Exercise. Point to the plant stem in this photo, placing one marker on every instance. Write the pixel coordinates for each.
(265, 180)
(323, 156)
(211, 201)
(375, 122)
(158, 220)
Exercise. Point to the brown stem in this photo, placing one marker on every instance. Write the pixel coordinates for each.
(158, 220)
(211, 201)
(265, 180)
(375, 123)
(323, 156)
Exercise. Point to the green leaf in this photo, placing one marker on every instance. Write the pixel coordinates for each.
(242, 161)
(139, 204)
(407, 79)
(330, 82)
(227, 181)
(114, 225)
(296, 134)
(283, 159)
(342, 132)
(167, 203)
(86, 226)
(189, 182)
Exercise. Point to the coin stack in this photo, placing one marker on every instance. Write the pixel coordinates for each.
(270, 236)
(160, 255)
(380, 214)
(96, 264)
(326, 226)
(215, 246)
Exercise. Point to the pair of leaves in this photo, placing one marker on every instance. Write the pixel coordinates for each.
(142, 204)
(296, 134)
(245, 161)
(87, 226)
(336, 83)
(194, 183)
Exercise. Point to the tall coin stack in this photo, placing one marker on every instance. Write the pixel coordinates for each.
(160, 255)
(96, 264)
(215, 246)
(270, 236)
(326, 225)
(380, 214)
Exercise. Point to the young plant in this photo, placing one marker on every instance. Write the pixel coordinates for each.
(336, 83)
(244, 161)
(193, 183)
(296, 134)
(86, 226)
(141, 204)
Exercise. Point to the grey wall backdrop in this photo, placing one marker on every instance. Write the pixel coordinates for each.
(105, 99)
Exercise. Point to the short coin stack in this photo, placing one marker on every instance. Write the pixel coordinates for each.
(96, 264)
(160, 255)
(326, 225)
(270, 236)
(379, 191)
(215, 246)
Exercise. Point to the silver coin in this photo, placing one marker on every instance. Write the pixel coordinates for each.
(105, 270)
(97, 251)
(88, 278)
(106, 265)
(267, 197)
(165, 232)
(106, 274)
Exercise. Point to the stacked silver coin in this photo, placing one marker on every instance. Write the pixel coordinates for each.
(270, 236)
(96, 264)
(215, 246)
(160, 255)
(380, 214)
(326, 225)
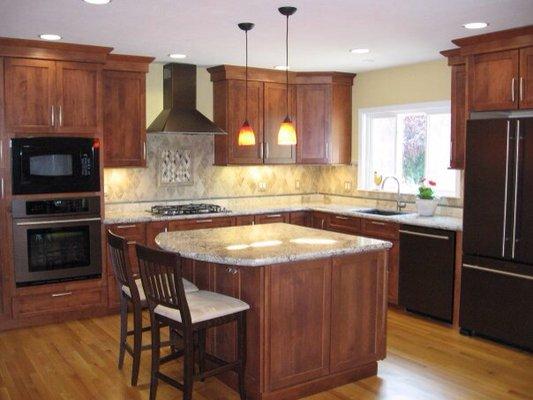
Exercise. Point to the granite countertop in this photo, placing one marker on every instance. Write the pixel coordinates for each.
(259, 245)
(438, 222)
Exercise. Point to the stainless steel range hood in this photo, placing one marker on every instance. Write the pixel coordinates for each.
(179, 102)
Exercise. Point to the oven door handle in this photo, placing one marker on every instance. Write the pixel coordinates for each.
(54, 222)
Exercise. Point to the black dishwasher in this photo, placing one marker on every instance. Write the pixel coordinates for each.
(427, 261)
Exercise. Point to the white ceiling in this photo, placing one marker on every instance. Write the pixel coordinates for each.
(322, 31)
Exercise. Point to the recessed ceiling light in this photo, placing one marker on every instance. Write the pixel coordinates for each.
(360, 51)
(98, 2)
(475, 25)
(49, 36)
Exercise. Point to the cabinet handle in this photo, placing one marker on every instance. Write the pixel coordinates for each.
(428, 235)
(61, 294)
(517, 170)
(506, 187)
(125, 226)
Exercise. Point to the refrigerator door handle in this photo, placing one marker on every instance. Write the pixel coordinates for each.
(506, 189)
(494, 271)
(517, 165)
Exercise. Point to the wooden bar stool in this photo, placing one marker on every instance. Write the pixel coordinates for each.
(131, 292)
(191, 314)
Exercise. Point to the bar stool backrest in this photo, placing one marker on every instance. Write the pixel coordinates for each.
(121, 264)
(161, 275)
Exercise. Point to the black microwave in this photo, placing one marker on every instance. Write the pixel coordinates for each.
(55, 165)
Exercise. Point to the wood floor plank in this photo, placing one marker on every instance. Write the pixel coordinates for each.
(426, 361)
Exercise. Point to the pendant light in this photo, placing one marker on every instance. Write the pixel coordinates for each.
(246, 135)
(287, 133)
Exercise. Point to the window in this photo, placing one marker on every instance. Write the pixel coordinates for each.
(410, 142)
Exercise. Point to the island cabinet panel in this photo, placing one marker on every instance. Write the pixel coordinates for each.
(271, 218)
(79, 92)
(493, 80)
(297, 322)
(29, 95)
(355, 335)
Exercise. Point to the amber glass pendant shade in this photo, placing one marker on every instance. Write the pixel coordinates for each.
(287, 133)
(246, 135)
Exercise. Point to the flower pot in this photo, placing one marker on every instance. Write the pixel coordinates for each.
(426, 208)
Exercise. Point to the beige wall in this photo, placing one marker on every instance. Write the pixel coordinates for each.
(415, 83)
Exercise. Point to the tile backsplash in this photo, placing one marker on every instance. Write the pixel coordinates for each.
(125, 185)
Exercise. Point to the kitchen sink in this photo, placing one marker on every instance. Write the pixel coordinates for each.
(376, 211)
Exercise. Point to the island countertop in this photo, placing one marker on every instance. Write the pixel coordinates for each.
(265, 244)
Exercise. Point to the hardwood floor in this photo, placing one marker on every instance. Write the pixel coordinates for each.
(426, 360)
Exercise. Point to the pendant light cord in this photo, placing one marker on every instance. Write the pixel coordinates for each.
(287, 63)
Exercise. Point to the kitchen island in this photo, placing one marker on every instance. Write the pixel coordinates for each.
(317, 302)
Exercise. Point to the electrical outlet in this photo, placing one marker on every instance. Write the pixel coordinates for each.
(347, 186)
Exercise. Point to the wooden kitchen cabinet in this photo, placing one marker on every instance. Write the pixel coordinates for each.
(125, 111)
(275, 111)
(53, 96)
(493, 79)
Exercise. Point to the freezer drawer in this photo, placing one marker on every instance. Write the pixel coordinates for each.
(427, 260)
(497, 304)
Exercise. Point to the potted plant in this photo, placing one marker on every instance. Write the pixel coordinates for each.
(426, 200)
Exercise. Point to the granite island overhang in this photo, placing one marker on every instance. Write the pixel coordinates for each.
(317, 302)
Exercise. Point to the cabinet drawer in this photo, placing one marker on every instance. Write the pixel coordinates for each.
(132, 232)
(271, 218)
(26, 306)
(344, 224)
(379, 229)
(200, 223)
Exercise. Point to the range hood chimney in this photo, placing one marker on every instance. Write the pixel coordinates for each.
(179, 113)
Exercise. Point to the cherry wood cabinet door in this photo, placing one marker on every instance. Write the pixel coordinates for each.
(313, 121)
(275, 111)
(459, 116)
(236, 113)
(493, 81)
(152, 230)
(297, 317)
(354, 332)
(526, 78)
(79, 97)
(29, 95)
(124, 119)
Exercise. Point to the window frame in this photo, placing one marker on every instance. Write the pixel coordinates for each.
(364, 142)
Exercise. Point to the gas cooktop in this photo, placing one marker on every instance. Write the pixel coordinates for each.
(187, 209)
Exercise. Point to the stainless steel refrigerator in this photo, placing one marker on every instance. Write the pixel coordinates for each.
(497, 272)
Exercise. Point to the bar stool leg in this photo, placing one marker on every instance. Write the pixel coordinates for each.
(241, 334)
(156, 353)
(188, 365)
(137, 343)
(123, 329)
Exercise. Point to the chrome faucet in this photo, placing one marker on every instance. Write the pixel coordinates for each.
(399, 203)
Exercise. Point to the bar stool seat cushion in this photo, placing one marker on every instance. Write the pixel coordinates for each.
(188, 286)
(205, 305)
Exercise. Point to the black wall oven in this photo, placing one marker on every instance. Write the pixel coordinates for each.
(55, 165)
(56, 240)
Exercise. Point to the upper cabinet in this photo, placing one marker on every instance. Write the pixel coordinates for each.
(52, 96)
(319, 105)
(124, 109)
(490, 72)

_ _ _

→ Task objective: Quote the entries above word for word. Leave the images out.

→ Result:
Exercise. Point to the plant stem in this photo, placing one marker on every instance. Write the pixel coordinates for each.
(265, 180)
(323, 156)
(211, 201)
(375, 122)
(158, 220)
Exercise. Point to the brown stem in this photo, placing one marker on every instance. Write the pixel coordinates for each.
(158, 220)
(211, 201)
(265, 180)
(375, 123)
(323, 156)
Exercise. Point to the green leaf in this photo, placing one marker on every instance. Write the pixel coordinates for each.
(242, 161)
(139, 204)
(407, 79)
(330, 82)
(227, 181)
(114, 225)
(296, 134)
(283, 159)
(342, 132)
(167, 203)
(86, 226)
(189, 182)
Exercise. Point to the coin stack in this photo, placing one marker on every instance. Write the pixel coordinates for each.
(270, 236)
(160, 255)
(380, 214)
(96, 264)
(326, 226)
(215, 246)
Exercise. Point to the pair of leaves in this photo, placing one marker on every instance. Write the pixel coordinates for each.
(142, 204)
(296, 134)
(245, 161)
(87, 226)
(336, 83)
(194, 183)
Exercise. Point to the tall coin stack in this photo, placing one marker on every instance. Write the pixel coordinates for each.
(160, 255)
(96, 264)
(215, 246)
(270, 236)
(326, 225)
(380, 214)
Exercise. Point to the young plant in this photo, placing one marker on every instance. Write the pixel coordinates for each.
(336, 83)
(244, 161)
(193, 183)
(296, 134)
(86, 226)
(141, 204)
Exercise. Point to the grey wall backdrop in this photo, placing one marker on every instance. Write the pixel coordinates for each.
(105, 99)
Exercise. Point to the short coin stack in this photo, placing one marker on every instance. Write the pixel coordinates for each.
(96, 264)
(160, 255)
(326, 225)
(270, 236)
(379, 191)
(215, 246)
Exercise. Point to the silver coin in this photo, placing one marker on every instance. Write the pixel coordinates for each.
(105, 270)
(97, 251)
(88, 278)
(106, 265)
(267, 197)
(165, 232)
(106, 274)
Exercise. Point to the stacked silver coin in this photo, placing one marker on every instance. Write the pixel coordinates for each.
(270, 236)
(96, 264)
(215, 246)
(160, 255)
(380, 214)
(326, 225)
Exercise. Point to the granite countertop in this photo, placing one marker on every instance. Write the pixel coordinates for each.
(259, 245)
(438, 222)
Exercise. Point to the stainless steel range hood in this photo, placing one marker on every instance. Write the pixel coordinates for each.
(179, 102)
Exercise. Point to the oven door handle in this photo, placing one marker on every instance. Write the pixel coordinates for each.
(54, 222)
Exercise. Point to the black dishwasher in this photo, placing one marker on every instance. Write the pixel coordinates for each.
(427, 261)
Exercise. Point to the white ceiling in this photo, placing one marker on every instance. Write the pixel coordinates for each.
(322, 31)
Exercise. Point to the recessed ceiling light in this photo, placing one marker on every instance. Write the pixel coordinates for each.
(360, 51)
(98, 2)
(475, 25)
(49, 36)
Exercise. Point to the cabinet handle in this photo, placing one marker on every instance. Write the pixel coordinates for each.
(428, 235)
(61, 294)
(517, 170)
(506, 187)
(125, 226)
Exercise. Point to the refrigerator door handle in this photo, placing one marker on every instance. Write the pixel coordinates for each.
(506, 189)
(494, 271)
(517, 165)
Exercise. Point to the wooden bar stool in this photo, placing one marker on every instance. Write the pixel coordinates for each.
(131, 292)
(191, 314)
Exercise. Point to the bar stool backrest in this photo, placing one marker on every instance. Write the pixel coordinates for each.
(121, 264)
(161, 275)
Exercise. Point to the black microwave in this photo, placing one marker on every instance. Write the pixel coordinates for each.
(55, 165)
Exercise. Point to the wood floor plank in this photo, placing one marker on every instance. Write the pixel coordinates for each.
(426, 361)
Exercise. Point to the pendant light in this photo, placing one marker on every instance. Write the pixel coordinates for each.
(246, 135)
(287, 133)
Exercise. Point to the window in this photo, placing one marker on every instance. Write the pixel coordinates for each.
(410, 142)
Exercise. Point to the island cabinet panel in this photo, placing one marker on every instance. Write the pixel coordinates for each.
(271, 218)
(79, 92)
(493, 80)
(297, 322)
(29, 95)
(355, 335)
Exercise. Point to the amber glass pendant shade in this photo, placing one marker on every instance. Write the pixel coordinates for each.
(287, 133)
(246, 135)
Exercise. Point to the flower pot in this photo, placing one marker on every instance. Write the pixel coordinates for each.
(426, 208)
Exercise. Point to the beige wall in this photo, placing one marker on every instance. Write the pixel coordinates for each.
(415, 83)
Exercise. Point to the tile backsplash in this photo, placing one marker on every instance. Write the pixel coordinates for each.
(125, 185)
Exercise. Point to the kitchen sink in this photo, placing one marker on every instance. Write the pixel coordinates for each.
(376, 211)
Exercise. Point to the island countertop in this photo, placing one marker on every instance. Write the pixel coordinates for each.
(265, 244)
Exercise. Point to the hardwood floor in this photo, placing one marker on every instance. Write the pixel coordinates for each.
(426, 360)
Exercise. Point to the pendant light cord in this photo, placing one marker on every instance. Write the pixel coordinates for each.
(287, 63)
Exercise. Point to the kitchen island in this photo, placing one marker on every instance. Write the pixel coordinates for each.
(317, 302)
Exercise. Point to the electrical outlet in this photo, placing one marker on every instance. Write the pixel coordinates for each.
(347, 186)
Exercise. Point to the wooden kitchen cabinet in this photo, placing one marker on every instance. Write the pixel coordinates for each.
(125, 111)
(275, 111)
(53, 96)
(493, 79)
Exercise. Point to the freezer drawer in this photo, placing one marker on every instance. Write the pixel coordinates for each.
(427, 260)
(497, 304)
Exercise. Point to the potted plant in this photo, placing one marker on every instance. Write the pixel coordinates for each.
(426, 200)
Exercise. Point to the granite island overhang in this photo, placing one marker on every instance. Write the pixel coordinates for each.
(317, 302)
Exercise. Point to the cabinet drawer in this photo, placing one marker on every instance. Write the pixel coordinates for each.
(132, 232)
(271, 218)
(26, 306)
(344, 224)
(379, 229)
(200, 223)
Exercise. Point to the range hood chimney in this photo, placing one marker on every instance. Write the pixel coordinates for each.
(179, 113)
Exercise. Point to the cherry wood cabinet door in this photo, placing one marker on every instance. Write the pixel coordinates for each.
(313, 121)
(275, 111)
(459, 116)
(236, 113)
(493, 81)
(152, 230)
(297, 317)
(354, 332)
(526, 78)
(79, 97)
(29, 95)
(124, 119)
Exercise. Point to the window frame in this photo, placing one marker on every instance. Write the pixel coordinates for each.
(364, 142)
Exercise. Point to the gas cooktop in this photo, placing one marker on every instance. Write the pixel coordinates for each.
(187, 209)
Exercise. Point to the stainless steel refrigerator in this photo, placing one marker on every instance. Write the pixel coordinates for each.
(497, 272)
Exercise. Point to the bar stool leg in this photo, placing one marker on every instance. Write the pixel coordinates for each.
(241, 334)
(156, 353)
(188, 365)
(137, 343)
(123, 329)
Exercise. Point to the chrome faucet in this photo, placing one marker on every instance. Write the pixel coordinates for each.
(399, 203)
Exercise. Point to the bar stool seat cushion in this photo, placing one marker on every instance. Write the pixel coordinates for each.
(188, 286)
(205, 305)
Exercise. Point to the black wall oven in this photo, placing one marker on every instance. Write the pixel coordinates for each.
(55, 165)
(56, 240)
Exercise. Point to the upper cabinet in this photo, placing one marker on every instance. Write the pixel coordinates for each.
(52, 96)
(319, 105)
(124, 109)
(490, 72)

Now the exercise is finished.